Stated exercise A:
Gather every line of the rows below that contains the word "pebble".
##### Document section #####
Tuesday, May 29, 2007

LIVEBLOG: Pistons-Cavs Game 4

8:50- Alright, we're at the beginning of the second quarter, it's Cavs 26, Pistons 24. Pavlovic decides to dive, like, horizontally and attempt a shot. Billups responds with a three and Cleveland turns it over two times with consecutive walks. Chauncey's all over the place tonight- fifteen points already.

8:54- Daniel Gibson, the rookie from Texas if you will, looks like Chris Brown. Well, I'm not really sure that's true, but he certainly looks like what I imagine Chris Brown looks like. On a note from the other night: I can't believe they call this stadium "The Q." That's the lamest thing I've ever heard.

8:58- Daniel Gibson, the rookie from Texas, feeds LeBron James with a huge dunk on a fast break. Cavs 32, Pistons 29 with to 8:45 go. Daniel mistakingly believes that everyone "loves" LeBron James. False, sir. This game is sort of painful to watch; perhaps, my ability to tolerate atrocious eastern conference games has finally been saturated.
#####
Stated exercise B:
Summarize the liveblog in two sentences.
##### Working data #####
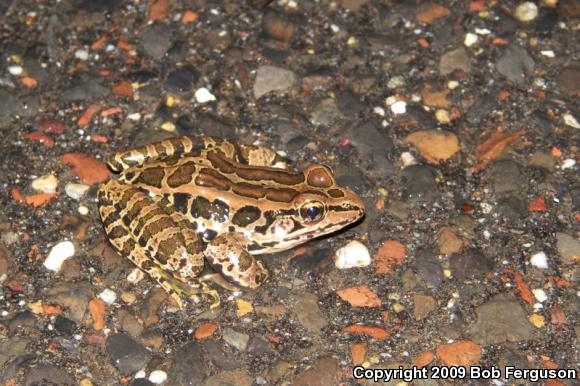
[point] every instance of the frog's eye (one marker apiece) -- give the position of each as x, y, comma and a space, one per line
312, 211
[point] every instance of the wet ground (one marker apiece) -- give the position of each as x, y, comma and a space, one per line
456, 122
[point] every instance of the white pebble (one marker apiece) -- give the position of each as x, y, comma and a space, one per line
58, 254
399, 107
379, 111
486, 208
539, 260
568, 163
108, 296
540, 295
353, 254
396, 81
157, 377
135, 276
470, 39
134, 116
571, 121
82, 55
45, 184
76, 191
527, 11
548, 53
15, 70
202, 95
408, 159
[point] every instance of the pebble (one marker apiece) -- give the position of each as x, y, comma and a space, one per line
420, 185
76, 191
45, 184
501, 320
548, 53
399, 107
15, 70
158, 376
506, 176
470, 39
9, 105
540, 295
202, 95
470, 264
58, 254
396, 82
108, 296
571, 121
408, 159
308, 312
526, 12
271, 78
515, 64
127, 355
539, 260
353, 254
82, 55
135, 276
156, 39
181, 80
457, 59
568, 163
237, 339
189, 365
568, 247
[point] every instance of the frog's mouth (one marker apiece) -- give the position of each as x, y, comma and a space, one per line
287, 232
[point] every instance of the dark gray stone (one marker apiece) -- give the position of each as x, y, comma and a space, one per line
428, 267
308, 312
506, 176
46, 375
85, 87
156, 39
500, 320
188, 366
457, 59
127, 355
515, 64
512, 208
470, 264
420, 185
350, 104
8, 105
64, 325
181, 80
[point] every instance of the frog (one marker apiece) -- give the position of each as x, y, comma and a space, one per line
178, 203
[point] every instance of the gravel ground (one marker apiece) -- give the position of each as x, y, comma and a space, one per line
456, 122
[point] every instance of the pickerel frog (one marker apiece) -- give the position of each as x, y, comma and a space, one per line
179, 202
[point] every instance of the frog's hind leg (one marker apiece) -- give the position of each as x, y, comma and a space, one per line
195, 146
142, 231
227, 254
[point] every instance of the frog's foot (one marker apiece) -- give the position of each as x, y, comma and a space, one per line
227, 254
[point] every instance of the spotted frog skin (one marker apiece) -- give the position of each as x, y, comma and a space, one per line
183, 201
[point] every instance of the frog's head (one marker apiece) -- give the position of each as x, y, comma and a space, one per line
321, 207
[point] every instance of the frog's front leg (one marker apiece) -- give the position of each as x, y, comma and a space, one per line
227, 254
140, 229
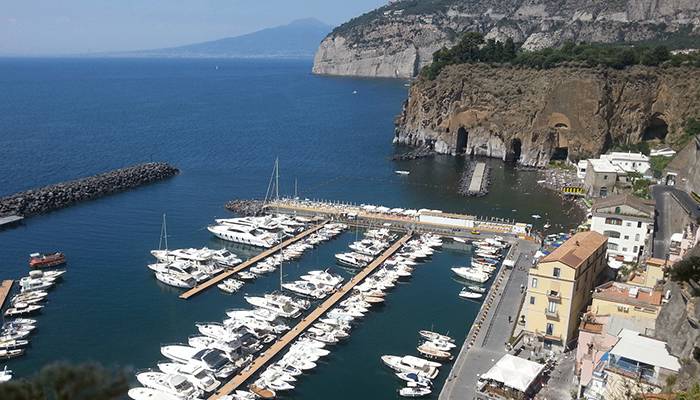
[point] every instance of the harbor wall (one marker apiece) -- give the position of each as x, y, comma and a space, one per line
60, 195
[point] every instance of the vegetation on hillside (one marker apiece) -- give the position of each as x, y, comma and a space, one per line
68, 382
472, 48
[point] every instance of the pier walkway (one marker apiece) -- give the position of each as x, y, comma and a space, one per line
249, 262
305, 322
5, 288
491, 331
#####
Correct answer A:
[point] every instance of the white pebble (one marker apiece) -- give the position of each as x, y, comma and a space, one per line
[point] every instance of the pebble (one marker apiece) -- give the position of each as x, y, comma and a space, one per line

Correct answer B:
At the start of the second quarter of Pistons-Cavs Game 4, the Cavs led 26-24, Billups answered with a three, and Cleveland turned the ball over twice on consecutive walks. Later, rookie Daniel Gibson fed LeBron James for a fast-break dunk that made it Cavs 32, Pistons 29, and the writer called the game sort of painful to watch.